Exercise prompt — Start at the line containing "[point] every instance of the garage" and transcribe every line exactly through the end of the records below, and only those lines.

Available records —
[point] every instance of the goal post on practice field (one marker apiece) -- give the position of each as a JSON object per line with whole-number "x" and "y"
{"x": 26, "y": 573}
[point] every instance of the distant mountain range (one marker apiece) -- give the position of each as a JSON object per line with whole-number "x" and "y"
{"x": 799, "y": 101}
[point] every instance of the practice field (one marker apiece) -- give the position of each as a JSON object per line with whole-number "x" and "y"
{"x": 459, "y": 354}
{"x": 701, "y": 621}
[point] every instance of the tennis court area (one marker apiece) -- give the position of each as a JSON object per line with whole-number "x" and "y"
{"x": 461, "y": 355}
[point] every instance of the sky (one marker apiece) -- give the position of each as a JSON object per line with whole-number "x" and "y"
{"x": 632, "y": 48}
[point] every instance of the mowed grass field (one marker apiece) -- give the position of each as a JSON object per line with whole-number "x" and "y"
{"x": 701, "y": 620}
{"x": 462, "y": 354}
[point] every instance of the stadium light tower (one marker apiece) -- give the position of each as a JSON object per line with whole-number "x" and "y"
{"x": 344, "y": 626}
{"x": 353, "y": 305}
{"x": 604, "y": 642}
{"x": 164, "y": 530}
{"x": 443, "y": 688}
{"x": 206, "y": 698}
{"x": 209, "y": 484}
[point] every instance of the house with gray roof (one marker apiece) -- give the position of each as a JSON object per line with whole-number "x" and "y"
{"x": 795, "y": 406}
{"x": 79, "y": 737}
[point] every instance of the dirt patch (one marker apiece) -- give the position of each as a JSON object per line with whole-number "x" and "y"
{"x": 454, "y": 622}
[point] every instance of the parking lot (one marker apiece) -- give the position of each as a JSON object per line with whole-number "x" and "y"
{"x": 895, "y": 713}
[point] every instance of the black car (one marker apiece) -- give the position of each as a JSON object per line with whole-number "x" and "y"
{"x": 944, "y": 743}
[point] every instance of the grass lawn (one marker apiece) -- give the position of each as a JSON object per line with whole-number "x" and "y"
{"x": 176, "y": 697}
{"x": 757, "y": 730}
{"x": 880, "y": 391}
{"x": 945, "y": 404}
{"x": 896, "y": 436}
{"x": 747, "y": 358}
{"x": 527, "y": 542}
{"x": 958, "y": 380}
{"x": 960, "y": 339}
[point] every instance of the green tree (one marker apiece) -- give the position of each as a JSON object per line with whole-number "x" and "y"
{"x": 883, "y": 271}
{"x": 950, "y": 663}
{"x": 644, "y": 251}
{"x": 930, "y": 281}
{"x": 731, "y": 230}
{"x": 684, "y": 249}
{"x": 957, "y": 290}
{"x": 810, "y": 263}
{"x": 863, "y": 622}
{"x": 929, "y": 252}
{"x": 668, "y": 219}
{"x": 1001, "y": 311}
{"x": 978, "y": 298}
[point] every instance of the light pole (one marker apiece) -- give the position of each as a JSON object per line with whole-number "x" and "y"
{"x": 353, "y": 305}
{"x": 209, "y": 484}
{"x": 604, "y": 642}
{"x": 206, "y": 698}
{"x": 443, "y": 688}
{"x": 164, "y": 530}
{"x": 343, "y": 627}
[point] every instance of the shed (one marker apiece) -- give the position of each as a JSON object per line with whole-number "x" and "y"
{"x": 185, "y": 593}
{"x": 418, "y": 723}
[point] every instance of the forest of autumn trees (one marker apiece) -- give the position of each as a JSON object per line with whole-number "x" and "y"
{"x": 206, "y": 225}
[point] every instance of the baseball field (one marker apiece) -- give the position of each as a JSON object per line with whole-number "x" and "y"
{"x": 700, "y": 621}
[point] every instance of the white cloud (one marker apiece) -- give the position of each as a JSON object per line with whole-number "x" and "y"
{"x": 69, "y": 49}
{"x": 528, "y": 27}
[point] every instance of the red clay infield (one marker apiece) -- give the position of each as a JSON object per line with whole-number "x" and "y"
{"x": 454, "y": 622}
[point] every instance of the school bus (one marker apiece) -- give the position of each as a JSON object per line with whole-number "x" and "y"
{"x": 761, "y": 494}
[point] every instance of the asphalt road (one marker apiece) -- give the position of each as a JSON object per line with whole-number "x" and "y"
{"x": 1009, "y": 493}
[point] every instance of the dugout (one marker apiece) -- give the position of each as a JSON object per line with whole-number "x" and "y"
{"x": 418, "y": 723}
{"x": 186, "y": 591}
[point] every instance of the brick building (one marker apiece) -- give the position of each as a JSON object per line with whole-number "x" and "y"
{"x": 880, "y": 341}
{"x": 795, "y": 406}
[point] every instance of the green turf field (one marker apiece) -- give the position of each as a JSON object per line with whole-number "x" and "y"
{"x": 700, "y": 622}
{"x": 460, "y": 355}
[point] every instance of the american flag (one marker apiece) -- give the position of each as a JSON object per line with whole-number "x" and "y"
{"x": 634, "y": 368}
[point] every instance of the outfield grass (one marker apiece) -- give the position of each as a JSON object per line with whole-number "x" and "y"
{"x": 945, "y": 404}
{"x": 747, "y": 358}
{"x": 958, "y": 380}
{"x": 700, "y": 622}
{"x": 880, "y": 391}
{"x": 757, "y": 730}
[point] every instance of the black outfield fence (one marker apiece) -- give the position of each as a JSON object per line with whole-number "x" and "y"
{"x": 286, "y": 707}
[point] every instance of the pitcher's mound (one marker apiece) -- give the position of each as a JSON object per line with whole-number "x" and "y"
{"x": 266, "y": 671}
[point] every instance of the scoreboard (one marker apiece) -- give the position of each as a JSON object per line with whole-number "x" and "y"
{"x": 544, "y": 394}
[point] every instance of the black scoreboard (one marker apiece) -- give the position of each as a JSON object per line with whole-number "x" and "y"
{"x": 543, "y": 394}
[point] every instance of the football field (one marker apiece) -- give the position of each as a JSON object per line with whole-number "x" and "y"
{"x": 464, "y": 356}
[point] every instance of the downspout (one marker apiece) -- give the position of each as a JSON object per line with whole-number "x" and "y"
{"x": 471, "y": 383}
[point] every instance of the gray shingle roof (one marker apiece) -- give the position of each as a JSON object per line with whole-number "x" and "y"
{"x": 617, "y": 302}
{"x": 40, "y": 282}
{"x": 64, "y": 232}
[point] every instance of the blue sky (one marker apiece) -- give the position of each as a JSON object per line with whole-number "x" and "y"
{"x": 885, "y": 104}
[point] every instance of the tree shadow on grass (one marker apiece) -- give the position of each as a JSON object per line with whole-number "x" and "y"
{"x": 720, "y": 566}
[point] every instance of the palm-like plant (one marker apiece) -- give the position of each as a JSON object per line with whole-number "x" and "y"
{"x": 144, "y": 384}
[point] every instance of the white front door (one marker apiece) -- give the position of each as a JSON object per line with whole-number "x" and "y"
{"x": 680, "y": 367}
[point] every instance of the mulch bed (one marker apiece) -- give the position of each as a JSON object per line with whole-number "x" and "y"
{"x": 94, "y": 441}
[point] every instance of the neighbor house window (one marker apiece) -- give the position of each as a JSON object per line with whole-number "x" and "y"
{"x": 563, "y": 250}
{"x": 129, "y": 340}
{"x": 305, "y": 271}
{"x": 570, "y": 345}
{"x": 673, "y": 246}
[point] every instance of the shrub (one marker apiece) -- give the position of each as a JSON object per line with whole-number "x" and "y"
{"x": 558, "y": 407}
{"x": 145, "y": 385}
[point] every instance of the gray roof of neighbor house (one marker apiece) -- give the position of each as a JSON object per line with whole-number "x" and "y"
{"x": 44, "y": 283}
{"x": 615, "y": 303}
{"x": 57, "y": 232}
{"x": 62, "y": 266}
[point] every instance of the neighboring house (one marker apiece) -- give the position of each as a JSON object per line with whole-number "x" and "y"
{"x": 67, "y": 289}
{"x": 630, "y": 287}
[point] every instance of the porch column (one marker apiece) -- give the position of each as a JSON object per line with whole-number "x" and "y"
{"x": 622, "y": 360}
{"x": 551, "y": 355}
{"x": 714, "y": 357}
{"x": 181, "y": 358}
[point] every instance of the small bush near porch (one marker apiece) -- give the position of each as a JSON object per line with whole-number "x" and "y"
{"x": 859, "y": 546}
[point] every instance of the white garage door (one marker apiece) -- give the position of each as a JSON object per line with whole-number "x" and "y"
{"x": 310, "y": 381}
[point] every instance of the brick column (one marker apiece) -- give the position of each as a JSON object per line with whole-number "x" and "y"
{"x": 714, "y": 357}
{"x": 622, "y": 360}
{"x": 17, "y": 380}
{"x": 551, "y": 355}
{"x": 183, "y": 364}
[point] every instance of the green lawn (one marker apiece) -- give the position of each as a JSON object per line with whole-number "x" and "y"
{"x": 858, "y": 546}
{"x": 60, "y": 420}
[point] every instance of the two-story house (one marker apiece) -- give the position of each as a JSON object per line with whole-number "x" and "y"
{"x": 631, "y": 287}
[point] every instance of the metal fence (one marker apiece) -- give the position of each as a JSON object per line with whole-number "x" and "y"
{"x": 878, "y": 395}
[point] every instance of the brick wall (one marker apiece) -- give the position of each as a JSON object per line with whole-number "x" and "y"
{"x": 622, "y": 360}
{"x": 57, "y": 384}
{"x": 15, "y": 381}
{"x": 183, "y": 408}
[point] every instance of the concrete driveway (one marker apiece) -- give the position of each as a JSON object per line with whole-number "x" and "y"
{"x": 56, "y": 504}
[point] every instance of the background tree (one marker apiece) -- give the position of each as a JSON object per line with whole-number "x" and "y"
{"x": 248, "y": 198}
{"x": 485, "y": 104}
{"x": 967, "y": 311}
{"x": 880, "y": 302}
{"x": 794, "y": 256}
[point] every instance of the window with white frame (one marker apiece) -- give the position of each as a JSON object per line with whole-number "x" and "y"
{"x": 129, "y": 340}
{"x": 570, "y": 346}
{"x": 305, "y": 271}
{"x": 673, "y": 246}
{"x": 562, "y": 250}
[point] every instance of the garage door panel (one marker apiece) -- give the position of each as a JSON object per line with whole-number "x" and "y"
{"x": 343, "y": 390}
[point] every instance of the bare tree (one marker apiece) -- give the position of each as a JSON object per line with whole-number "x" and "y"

Exercise answer —
[point] every instance of the garage door panel (one marker apiece) -- give the position of each as a JSON object per line with whole-number "x" and "y"
{"x": 343, "y": 390}
[point] every instance of the bare tree (one marker apiece) -- give the position of each as a JSON object per line with whole-number "x" and "y"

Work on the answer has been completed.